* Zu erledigende Aufgabe *
Bitte gib den Text über Chinas Technologiepolitik beim Auto vollständig und Wort für Wort wieder.
══ Bereitgestellter Auszug
Chinas Technologiepolitik beim Auto
Auch der jüngste Entwurf des chinesischen Ministeriums für Industrie und Informationstechnologie (MIIT) für die künftige Regulierung des Flottenverbrauchs der Automobilhersteller für die Jahre 2024 bis 2025 belege, dass China längst nicht so sehr auf das Elektroauto setzt, wie das hierzulande wahrgenommen wird. Im Jahr 2023 läuft die heutige Regulierung in China aus – und es ist davon auszugehen, dass der jetzt vorgelegte Entwurf in Kürze verabschiedet wird, berichtet Steiger, deren Firma vor allem Zulieferer über den dortigen Markt berät.
════
══ Datenteil
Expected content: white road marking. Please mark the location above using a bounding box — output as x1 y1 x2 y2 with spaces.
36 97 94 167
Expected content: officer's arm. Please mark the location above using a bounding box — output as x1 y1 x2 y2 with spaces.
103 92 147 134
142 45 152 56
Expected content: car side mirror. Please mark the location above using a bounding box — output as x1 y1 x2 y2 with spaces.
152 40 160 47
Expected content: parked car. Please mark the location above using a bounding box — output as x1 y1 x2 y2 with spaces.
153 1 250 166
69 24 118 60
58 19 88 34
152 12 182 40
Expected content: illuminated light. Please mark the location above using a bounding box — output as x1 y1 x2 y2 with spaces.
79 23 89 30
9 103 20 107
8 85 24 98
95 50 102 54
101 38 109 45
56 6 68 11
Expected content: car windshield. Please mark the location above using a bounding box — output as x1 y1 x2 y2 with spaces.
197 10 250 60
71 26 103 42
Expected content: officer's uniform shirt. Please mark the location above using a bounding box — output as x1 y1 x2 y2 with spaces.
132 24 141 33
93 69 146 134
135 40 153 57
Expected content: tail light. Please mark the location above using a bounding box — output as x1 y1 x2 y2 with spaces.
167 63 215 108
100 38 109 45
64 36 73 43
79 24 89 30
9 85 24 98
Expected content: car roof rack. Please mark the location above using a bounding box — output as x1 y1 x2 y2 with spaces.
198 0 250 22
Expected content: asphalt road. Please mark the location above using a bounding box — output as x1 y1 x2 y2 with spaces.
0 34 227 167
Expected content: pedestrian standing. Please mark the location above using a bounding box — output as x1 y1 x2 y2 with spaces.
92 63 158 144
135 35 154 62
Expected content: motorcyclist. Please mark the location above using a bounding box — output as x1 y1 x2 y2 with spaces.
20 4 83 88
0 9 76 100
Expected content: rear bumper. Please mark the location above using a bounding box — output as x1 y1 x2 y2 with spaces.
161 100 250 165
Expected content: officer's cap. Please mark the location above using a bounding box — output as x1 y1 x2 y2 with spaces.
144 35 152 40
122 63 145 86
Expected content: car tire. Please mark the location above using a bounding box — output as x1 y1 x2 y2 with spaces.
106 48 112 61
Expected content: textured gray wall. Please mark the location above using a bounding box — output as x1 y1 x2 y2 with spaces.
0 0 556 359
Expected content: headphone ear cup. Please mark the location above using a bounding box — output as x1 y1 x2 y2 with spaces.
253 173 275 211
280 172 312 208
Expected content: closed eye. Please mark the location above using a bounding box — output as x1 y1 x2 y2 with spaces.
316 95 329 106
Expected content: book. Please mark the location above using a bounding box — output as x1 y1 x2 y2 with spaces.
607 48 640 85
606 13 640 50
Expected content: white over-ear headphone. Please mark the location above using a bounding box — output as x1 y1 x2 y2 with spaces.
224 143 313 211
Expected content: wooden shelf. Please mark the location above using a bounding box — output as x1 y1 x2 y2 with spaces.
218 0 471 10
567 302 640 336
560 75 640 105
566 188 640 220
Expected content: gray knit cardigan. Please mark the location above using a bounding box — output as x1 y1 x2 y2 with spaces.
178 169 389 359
════
* Gelöste Aufgabe *
Chinas Technologiepolitik beim Auto
Auch der jüngste Entwurf des chinesischen Ministeriums für Industrie und Informationstechnologie (MIIT) für die künftige Regulierung des Flottenverbrauchs der Automobilhersteller für die Jahre 2024 bis 2025 belege, dass China längst nicht so sehr auf das Elektroauto setzt, wie das hierzulande wahrgenommen wird. Im Jahr 2023 läuft die heutige Regulierung in China aus – und es ist davon auszugehen, dass der jetzt vorgelegte Entwurf in Kürze verabschiedet wird, berichtet Steiger, deren Firma vor allem Zulieferer über den dortigen Markt berät.